Position annotation records:
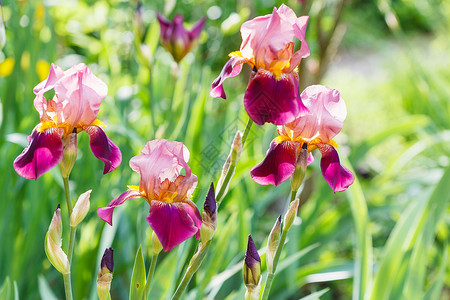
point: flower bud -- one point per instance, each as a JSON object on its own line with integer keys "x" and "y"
{"x": 272, "y": 244}
{"x": 156, "y": 244}
{"x": 233, "y": 157}
{"x": 209, "y": 216}
{"x": 69, "y": 154}
{"x": 81, "y": 209}
{"x": 252, "y": 265}
{"x": 300, "y": 169}
{"x": 53, "y": 242}
{"x": 291, "y": 214}
{"x": 105, "y": 274}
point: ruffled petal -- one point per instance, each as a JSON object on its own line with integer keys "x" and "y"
{"x": 278, "y": 165}
{"x": 105, "y": 213}
{"x": 232, "y": 68}
{"x": 273, "y": 101}
{"x": 43, "y": 152}
{"x": 174, "y": 222}
{"x": 103, "y": 148}
{"x": 337, "y": 176}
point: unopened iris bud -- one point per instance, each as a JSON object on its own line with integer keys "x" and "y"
{"x": 69, "y": 154}
{"x": 81, "y": 209}
{"x": 300, "y": 168}
{"x": 272, "y": 244}
{"x": 156, "y": 244}
{"x": 105, "y": 274}
{"x": 209, "y": 217}
{"x": 53, "y": 242}
{"x": 291, "y": 214}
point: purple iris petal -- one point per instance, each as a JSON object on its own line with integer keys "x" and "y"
{"x": 43, "y": 152}
{"x": 174, "y": 222}
{"x": 338, "y": 177}
{"x": 278, "y": 165}
{"x": 103, "y": 148}
{"x": 105, "y": 213}
{"x": 232, "y": 68}
{"x": 273, "y": 101}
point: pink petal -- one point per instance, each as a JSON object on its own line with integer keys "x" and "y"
{"x": 103, "y": 148}
{"x": 232, "y": 68}
{"x": 174, "y": 222}
{"x": 43, "y": 152}
{"x": 105, "y": 213}
{"x": 273, "y": 101}
{"x": 278, "y": 165}
{"x": 337, "y": 176}
{"x": 325, "y": 117}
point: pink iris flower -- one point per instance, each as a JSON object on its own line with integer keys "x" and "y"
{"x": 316, "y": 129}
{"x": 176, "y": 39}
{"x": 73, "y": 108}
{"x": 272, "y": 94}
{"x": 173, "y": 216}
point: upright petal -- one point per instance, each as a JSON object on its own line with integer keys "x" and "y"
{"x": 103, "y": 148}
{"x": 43, "y": 152}
{"x": 105, "y": 213}
{"x": 278, "y": 165}
{"x": 337, "y": 176}
{"x": 232, "y": 68}
{"x": 173, "y": 223}
{"x": 270, "y": 100}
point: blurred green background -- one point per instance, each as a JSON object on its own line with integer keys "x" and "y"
{"x": 386, "y": 237}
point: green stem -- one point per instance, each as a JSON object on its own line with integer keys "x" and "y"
{"x": 72, "y": 229}
{"x": 67, "y": 286}
{"x": 151, "y": 271}
{"x": 192, "y": 268}
{"x": 271, "y": 275}
{"x": 224, "y": 187}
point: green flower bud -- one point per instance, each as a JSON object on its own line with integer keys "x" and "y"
{"x": 53, "y": 242}
{"x": 81, "y": 209}
{"x": 69, "y": 154}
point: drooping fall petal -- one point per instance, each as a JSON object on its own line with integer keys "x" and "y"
{"x": 43, "y": 152}
{"x": 103, "y": 148}
{"x": 337, "y": 176}
{"x": 174, "y": 222}
{"x": 278, "y": 165}
{"x": 105, "y": 213}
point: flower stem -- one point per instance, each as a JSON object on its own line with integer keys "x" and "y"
{"x": 72, "y": 229}
{"x": 67, "y": 286}
{"x": 192, "y": 268}
{"x": 151, "y": 271}
{"x": 224, "y": 187}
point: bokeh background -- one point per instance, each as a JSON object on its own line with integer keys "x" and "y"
{"x": 386, "y": 237}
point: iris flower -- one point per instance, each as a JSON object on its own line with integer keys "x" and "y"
{"x": 176, "y": 39}
{"x": 173, "y": 216}
{"x": 73, "y": 108}
{"x": 272, "y": 94}
{"x": 316, "y": 129}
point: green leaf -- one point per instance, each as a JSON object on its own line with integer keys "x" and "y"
{"x": 315, "y": 295}
{"x": 44, "y": 289}
{"x": 138, "y": 277}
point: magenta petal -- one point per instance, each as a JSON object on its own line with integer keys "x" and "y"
{"x": 232, "y": 68}
{"x": 174, "y": 222}
{"x": 338, "y": 177}
{"x": 270, "y": 100}
{"x": 278, "y": 165}
{"x": 43, "y": 152}
{"x": 103, "y": 148}
{"x": 105, "y": 213}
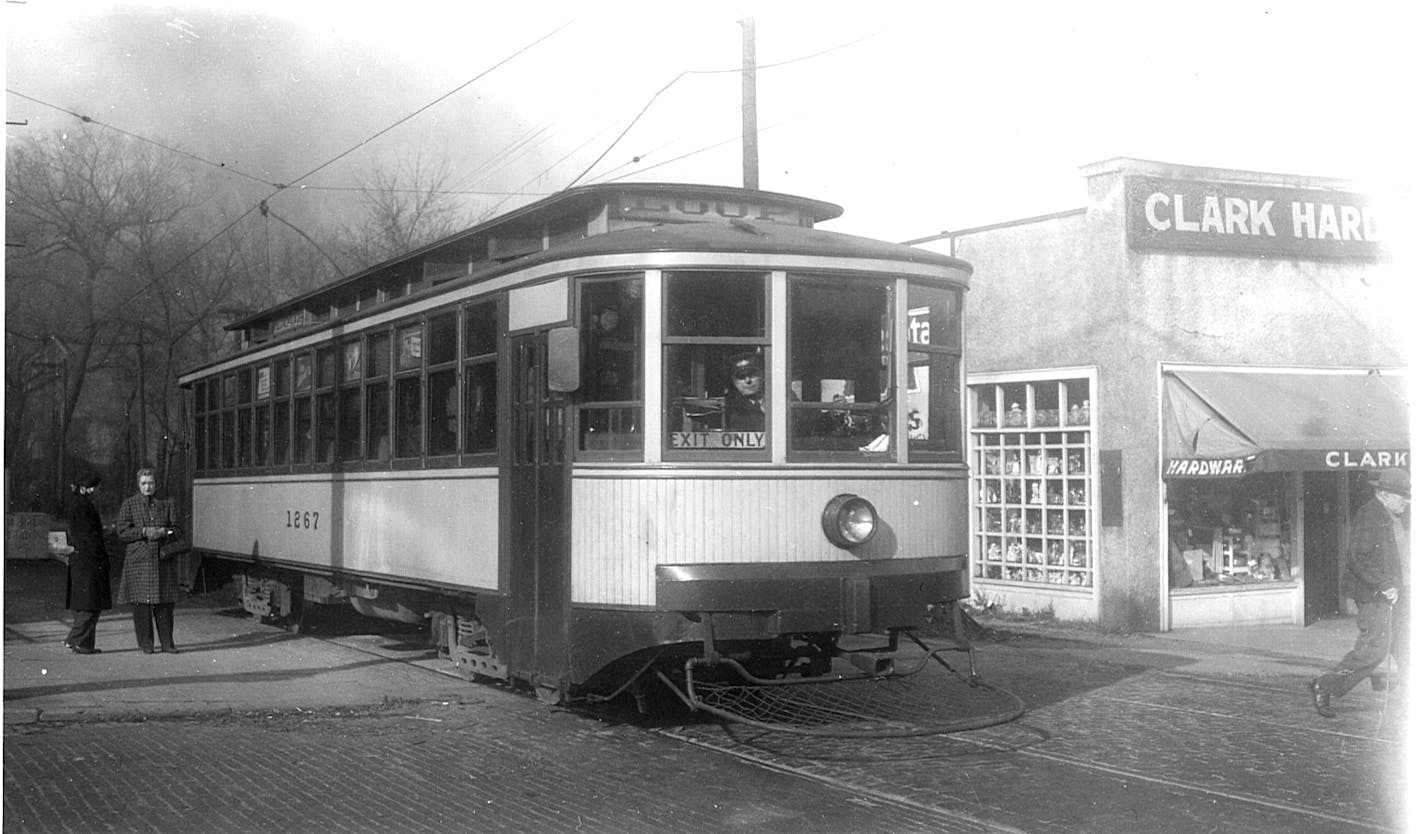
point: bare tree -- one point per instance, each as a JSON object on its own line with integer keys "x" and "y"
{"x": 104, "y": 268}
{"x": 403, "y": 208}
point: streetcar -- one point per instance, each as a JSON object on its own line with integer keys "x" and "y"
{"x": 630, "y": 431}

What the task requires:
Reproduce every line from the one that contains "point: magenta petal" through the end of the data, including the request lines, and multiply each x and y coordinate in the answers by 2.1, rounding to whole numbers with halves rounded up. Leave the pictures out.

Output below:
point: magenta petal -- one point per instance, each as a JSON object on its own line with integer keys "x" and "y"
{"x": 487, "y": 143}
{"x": 365, "y": 466}
{"x": 710, "y": 372}
{"x": 567, "y": 210}
{"x": 584, "y": 347}
{"x": 90, "y": 319}
{"x": 216, "y": 311}
{"x": 221, "y": 447}
point: bare tree -- one point per instance, each as a JSON object on its own line with integer keys "x" and "y"
{"x": 218, "y": 563}
{"x": 846, "y": 437}
point: streetcar -- one point per instance, each as a JSON object on its own line with integer keys "x" and "y"
{"x": 1323, "y": 905}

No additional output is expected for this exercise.